**What the task asks**
Each entry is to be retyped exactly as it appears, and each image is to be dropped.

**Records to process**
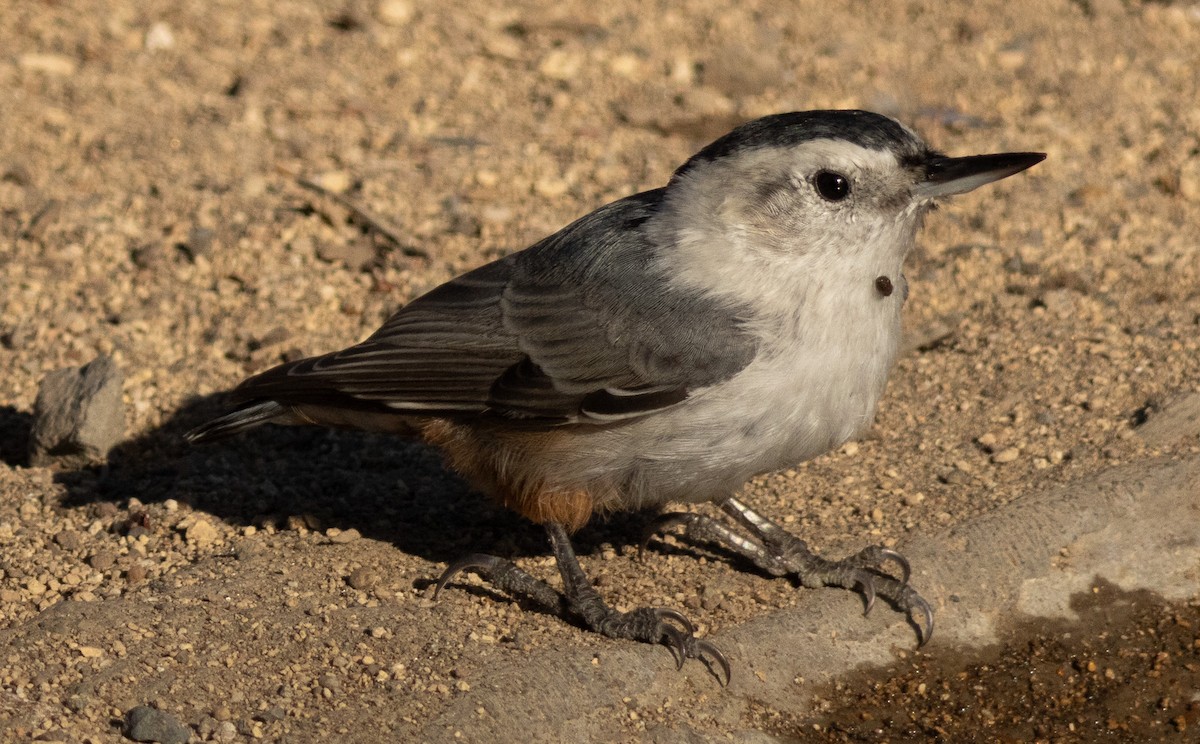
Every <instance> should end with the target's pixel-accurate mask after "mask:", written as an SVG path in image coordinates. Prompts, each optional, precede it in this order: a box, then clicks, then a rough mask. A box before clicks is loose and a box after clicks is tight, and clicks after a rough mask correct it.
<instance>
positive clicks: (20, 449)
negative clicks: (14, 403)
mask: <svg viewBox="0 0 1200 744" xmlns="http://www.w3.org/2000/svg"><path fill="white" fill-rule="evenodd" d="M32 426H34V416H32V414H28V413H24V412H22V410H17V409H16V408H13V407H12V406H0V462H2V463H5V464H6V466H8V467H11V468H14V467H24V466H26V464H29V437H30V432H31V431H32Z"/></svg>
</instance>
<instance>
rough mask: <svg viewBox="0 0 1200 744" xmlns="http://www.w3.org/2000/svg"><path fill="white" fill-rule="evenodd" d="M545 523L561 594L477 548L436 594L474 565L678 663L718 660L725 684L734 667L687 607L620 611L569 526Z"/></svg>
mask: <svg viewBox="0 0 1200 744" xmlns="http://www.w3.org/2000/svg"><path fill="white" fill-rule="evenodd" d="M545 527H546V534H547V535H548V536H550V545H551V548H552V551H553V553H554V562H556V563H557V564H558V571H559V574H560V575H562V577H563V592H562V594H559V593H558V592H556V590H554V589H553V588H552V587H551V586H550V584H547V583H546V582H544V581H541V580H540V578H535V577H534V576H532V575H529V574H527V572H526V571H523V570H521V569H520V568H517V566H516V565H515V564H514V563H512V562H511V560H505V559H503V558H497V557H496V556H486V554H480V553H476V554H473V556H467V557H466V558H462V559H460V560H457V562H455V563H452V564H450V565H449V566H448V568H446V570H445V571H444V572H443V574H442V577H440V578H438V582H437V584H436V587H437V588H436V590H434V596H437V593H439V592H440V590H442V589H443V588H444V587H445V586H446V583H449V582H450V580H451V578H454V577H455V575H457V574H458V572H461V571H468V570H469V571H474V572H476V574H479V575H480V576H481V577H482V578H484V580H485V581H487V582H488V583H491V584H492V586H493V587H496V588H497V589H500V590H503V592H506V593H511V594H521V595H524V596H528V598H529V599H532V600H534V601H535V602H536V604H539V605H541V606H542V607H545V608H546V610H548V611H550V612H552V613H554V614H559V616H563V614H570V616H575V617H577V618H578V619H580V620H582V622H583V624H584V625H586V626H587V628H588V629H589V630H593V631H595V632H599V634H600V635H604V636H608V637H610V638H624V640H629V641H641V642H642V643H664V644H665V646H666V647H667V648H668V649H670V650H671V654H672V655H673V656H674V659H676V667H677V668H683V662H684V660H685V659H701V660H703V661H706V664H709V666H712V662H715V664H716V665H718V666H720V667H721V671H722V672H724V673H725V680H724V684H728V682H730V672H731V670H730V662H728V660H727V659H726V658H725V654H724V653H721V650H720V649H718V648H716V647H715V646H713V644H712V643H709V642H708V641H702V640H700V638H696V636H695V626H692V624H691V622H690V620H689V619H688V618H686V617H684V614H683V613H680V612H678V611H676V610H670V608H666V607H638V608H637V610H631V611H629V612H617V611H616V610H613V608H612V607H610V606H608V605H607V604H605V601H604V598H601V596H600V593H599V592H596V590H595V587H593V586H592V582H590V581H589V580H588V577H587V575H586V574H584V572H583V568H582V566H581V565H580V562H578V558H576V556H575V548H572V547H571V541H570V538H569V536H568V534H566V529H565V528H563V526H562V524H559V523H557V522H547V523H546V524H545Z"/></svg>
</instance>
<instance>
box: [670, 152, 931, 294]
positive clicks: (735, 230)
mask: <svg viewBox="0 0 1200 744" xmlns="http://www.w3.org/2000/svg"><path fill="white" fill-rule="evenodd" d="M922 175H923V174H922V173H919V172H918V170H917V169H914V168H912V167H908V166H906V164H904V163H901V162H900V160H899V158H898V157H896V156H895V155H893V154H892V152H888V151H882V150H874V149H868V148H862V146H859V145H856V144H852V143H848V142H845V140H836V139H815V140H809V142H805V143H802V144H799V145H794V146H791V148H761V149H757V150H750V151H744V152H739V154H737V155H736V156H732V157H725V158H720V160H716V161H712V162H706V163H698V164H696V166H694V167H692V168H690V169H689V170H688V172H686V173H684V174H683V175H682V176H680V178H679V179H678V181H676V182H673V184H672V185H671V187H670V190H668V193H667V204H668V210H667V214H666V215H664V224H662V226H661V227H659V226H655V227H656V229H665V230H668V232H670V235H671V236H672V238H673V240H670V241H666V244H674V245H677V246H678V250H677V252H676V256H674V257H673V259H671V264H672V265H673V268H674V269H676V271H677V275H679V276H682V278H684V281H688V282H689V283H692V284H694V286H697V287H704V288H716V287H720V292H722V293H725V294H736V295H751V294H754V293H762V292H763V290H764V289H767V290H768V292H769V289H768V287H767V286H766V284H774V283H779V289H780V290H781V292H794V290H798V289H804V287H800V286H799V284H806V283H811V282H814V281H822V277H824V280H827V281H838V280H839V278H840V277H842V276H845V277H846V280H847V281H853V282H858V281H859V278H858V277H860V276H866V277H868V280H874V277H875V276H878V275H899V272H900V266H901V264H902V262H904V259H905V256H907V253H908V251H910V250H911V248H912V245H913V242H914V238H916V233H917V230H918V229H919V227H920V222H922V217H923V216H924V214H925V212H926V211H928V210H929V208H930V205H931V203H932V202H931V199H929V198H926V197H924V196H919V194H917V193H916V186H917V182H918V179H920V178H922ZM664 238H666V235H664ZM872 272H874V274H872ZM750 277H752V280H751V278H750ZM868 280H863V281H864V282H865V281H868ZM784 284H790V287H788V288H787V289H785V287H784ZM856 286H857V284H856ZM864 286H865V284H864ZM739 299H742V298H739Z"/></svg>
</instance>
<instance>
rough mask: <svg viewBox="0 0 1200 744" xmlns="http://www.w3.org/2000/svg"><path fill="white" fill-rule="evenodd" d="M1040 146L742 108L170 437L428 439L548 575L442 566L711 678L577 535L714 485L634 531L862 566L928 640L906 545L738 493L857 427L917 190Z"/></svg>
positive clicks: (844, 435) (861, 122)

**Exercise output**
Every <instance> should end with the target's pixel-accurate mask after "mask:", written as an SVG path in image coordinates. Prompts, each optional, precede it in this order: a box, then clicks, then a rough mask. A box before clicks is loose and a box after clicks is tight, and clicks after a rough mask correct it.
<instance>
positive clicks: (20, 449)
negative clicks: (14, 403)
mask: <svg viewBox="0 0 1200 744" xmlns="http://www.w3.org/2000/svg"><path fill="white" fill-rule="evenodd" d="M32 426H34V416H32V414H28V413H24V412H22V410H17V409H16V408H13V407H12V406H0V462H2V463H5V464H6V466H8V467H11V468H14V467H24V466H26V464H29V437H30V432H31V431H32Z"/></svg>
</instance>
<instance>
rough mask: <svg viewBox="0 0 1200 744" xmlns="http://www.w3.org/2000/svg"><path fill="white" fill-rule="evenodd" d="M545 523L561 594L477 548L436 594L474 565L678 663L718 660L725 684L734 667L687 607L620 611L569 526Z"/></svg>
mask: <svg viewBox="0 0 1200 744" xmlns="http://www.w3.org/2000/svg"><path fill="white" fill-rule="evenodd" d="M545 527H546V534H547V535H548V536H550V545H551V548H552V551H553V553H554V562H556V563H557V564H558V571H559V574H560V575H562V577H563V592H562V594H559V593H558V592H556V590H554V589H553V588H552V587H551V586H550V584H547V583H546V582H544V581H541V580H540V578H535V577H534V576H532V575H529V574H527V572H526V571H523V570H521V569H520V568H517V566H516V565H515V564H514V563H512V562H511V560H505V559H503V558H497V557H496V556H486V554H480V553H476V554H473V556H467V557H466V558H462V559H460V560H457V562H455V563H452V564H450V565H449V566H448V568H446V570H445V571H444V572H443V574H442V577H440V578H438V582H437V584H436V587H437V588H436V590H434V596H437V593H439V592H440V590H442V589H443V588H444V587H445V586H446V583H449V582H450V580H451V578H454V577H455V575H457V574H458V572H461V571H468V570H469V571H474V572H476V574H479V575H480V576H481V577H482V578H484V580H485V581H487V582H488V583H491V584H492V586H493V587H496V588H497V589H500V590H503V592H506V593H511V594H521V595H524V596H528V598H529V599H532V600H534V601H535V602H536V604H539V605H541V606H542V607H545V608H546V610H548V611H550V612H552V613H554V614H559V616H563V614H570V616H575V617H577V618H578V619H580V620H582V622H583V624H584V625H586V626H587V628H588V629H589V630H593V631H595V632H599V634H600V635H604V636H608V637H610V638H624V640H629V641H641V642H642V643H664V644H665V646H666V647H667V648H668V649H670V650H671V654H672V655H673V656H674V659H676V667H677V668H683V662H684V660H685V659H701V660H703V661H706V664H709V666H712V662H715V664H716V665H718V666H720V667H721V671H722V672H724V673H725V680H724V684H728V682H730V672H731V670H730V662H728V660H727V659H726V658H725V654H724V653H721V650H720V649H718V648H716V647H715V646H713V644H712V643H709V642H708V641H702V640H700V638H696V636H695V626H692V624H691V622H690V620H689V619H688V618H686V617H684V614H683V613H680V612H678V611H676V610H670V608H666V607H638V608H637V610H631V611H629V612H617V611H616V610H613V608H612V607H610V606H608V605H607V604H605V601H604V598H601V596H600V593H599V592H596V590H595V587H593V586H592V582H590V581H589V580H588V577H587V575H586V574H584V572H583V568H582V566H581V565H580V562H578V558H576V556H575V548H572V547H571V541H570V538H569V536H568V534H566V529H565V528H563V526H562V524H559V523H557V522H547V523H546V524H545Z"/></svg>
</instance>
<instance>
box: [670, 152, 931, 294]
positive clicks: (735, 230)
mask: <svg viewBox="0 0 1200 744" xmlns="http://www.w3.org/2000/svg"><path fill="white" fill-rule="evenodd" d="M922 175H923V174H922V173H919V172H918V170H917V169H914V168H912V167H908V166H906V164H904V163H901V162H900V160H899V158H898V157H896V156H895V155H893V154H892V152H888V151H882V150H874V149H868V148H862V146H859V145H856V144H852V143H848V142H845V140H836V139H815V140H809V142H805V143H802V144H799V145H794V146H791V148H761V149H757V150H750V151H744V152H739V154H737V155H736V156H732V157H725V158H720V160H716V161H712V162H706V163H698V164H696V166H694V167H692V168H690V169H689V170H688V172H686V173H684V174H683V175H682V176H680V178H679V179H678V181H676V182H673V184H672V185H671V187H670V190H668V193H667V204H668V210H667V214H666V215H664V224H662V226H661V227H659V226H655V227H656V229H665V230H668V232H670V235H671V236H672V238H673V240H670V241H666V244H674V245H677V246H678V250H677V252H676V256H674V257H673V259H671V264H672V265H673V268H674V269H676V271H677V275H679V276H682V278H684V281H688V282H689V283H692V284H694V286H697V287H704V288H716V287H720V292H722V293H725V294H736V295H751V294H754V293H762V292H763V290H764V289H767V290H768V292H769V289H768V287H767V286H766V284H774V283H779V289H780V290H781V292H794V290H798V289H804V287H800V286H799V284H806V283H811V282H814V281H822V277H824V280H827V281H838V280H839V278H840V277H842V276H845V277H846V280H847V281H853V282H858V281H859V278H858V277H860V276H866V277H868V280H874V277H875V276H878V275H899V272H900V266H901V264H902V262H904V259H905V256H907V253H908V251H910V250H911V248H912V245H913V242H914V238H916V233H917V230H918V229H919V227H920V222H922V217H923V216H924V214H925V212H926V211H928V210H929V208H930V205H931V203H932V202H931V199H929V198H926V197H924V196H919V194H917V193H916V186H917V182H918V179H920V178H922ZM664 238H666V235H664ZM872 272H874V274H872ZM750 277H752V280H751V278H750ZM868 280H863V281H864V282H865V281H868ZM784 284H790V287H788V288H787V289H785V287H784ZM856 286H857V284H856ZM864 286H865V284H864ZM739 299H742V298H739Z"/></svg>
</instance>
<instance>
rough mask: <svg viewBox="0 0 1200 744" xmlns="http://www.w3.org/2000/svg"><path fill="white" fill-rule="evenodd" d="M1040 146L742 108L170 437L428 439L548 575L442 566L711 678L577 535L714 485L634 531L862 566L928 640L906 545L738 493L857 427L917 190Z"/></svg>
positive clicks: (844, 435) (861, 122)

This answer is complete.